▶ _Text_:
======
BIM Legal: Implementation of a standard for Cadastral Registration of Apartment Complexes in 3D

Jantien Stoter, Abdoulaye Diakité, Marcel Reuvers, Doris Smudde, Jacques Vos, Ruben Roes, Jasper van der Vaart, Amir Hakim, and Siham El Yamani

Keywords: BIM Legal, 3D Cadastre, IFC, Apartment registration in 3D

Abstract. The potential of Building Information Models (BIM) to establish rights and responsibilities for multi-level building complexes in cadastral registrations has been explored in many previous researches. However, the implementation of BIM-based cadastral registrations in practice remains limited due to the complex interplay between technical potentials and legal implications as well as uncertainty about the additional complexity of a BIM model and the extra work that will be required to generate the BIM Legal model. In collaboration with Netherlands Kadaster, we have investigated the data requirements for a BIM Legal model that will support the 3D cadastral registration of apartment complexes and that aligns with BIM creation processes in practice. The BIM Legal model aims to visualise the spatial aspects of apartment complexes and to align the cadastral registration to the 3D data that is generated in the design and construction phase of new buildings. The BIM Legal file will be submitted when an apartment complex is being registered and is based on IFC, the open standard established by BuildingSMART International and used in the BIM domain. To make the implementation of BIM Legal feasible legally, technically, and economically, we apply a 3-phase approach. This paper presents the BIM Legal model as defined in Phase 1, which enables to generate a BIM Legal model compliant with current legislation frameworks with no/minimal manual interaction from BIM models as commonly generated in design processes. The paper describes the 3-phase approach, the context of Phase 1, the data requirement analyses, the defined BIM Legal data model, as well the questions that emerged during the specification process that need to be answered to further improve the implementation of Phase 1 and to further develop BIM Legal for Phases 2 and 3.
======
▶ _Aim_:
Please answer these questions using the BIM Legal abstract above.
(a) Which organization did the authors collaborate with?
(b) Which open standard is the BIM Legal file based on, and who established it?
(c) How many phases does the approach have, and which phase's model does the paper present?
======
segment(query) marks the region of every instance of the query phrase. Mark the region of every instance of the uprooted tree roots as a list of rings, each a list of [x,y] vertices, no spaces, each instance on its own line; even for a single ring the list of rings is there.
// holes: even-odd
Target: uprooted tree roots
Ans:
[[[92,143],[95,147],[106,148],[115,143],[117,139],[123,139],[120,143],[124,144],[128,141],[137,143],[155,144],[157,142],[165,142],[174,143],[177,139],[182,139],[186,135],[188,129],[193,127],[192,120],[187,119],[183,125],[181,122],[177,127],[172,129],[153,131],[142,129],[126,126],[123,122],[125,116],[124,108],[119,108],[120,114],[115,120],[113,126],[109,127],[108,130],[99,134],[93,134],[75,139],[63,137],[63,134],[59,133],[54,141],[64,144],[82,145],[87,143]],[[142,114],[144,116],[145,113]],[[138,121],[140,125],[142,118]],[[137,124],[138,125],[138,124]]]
======
▶ _Task response_:
(a) Netherlands Kadaster.
(b) IFC, established by BuildingSMART International.
(c) Three phases; the paper presents the model as defined in Phase 1.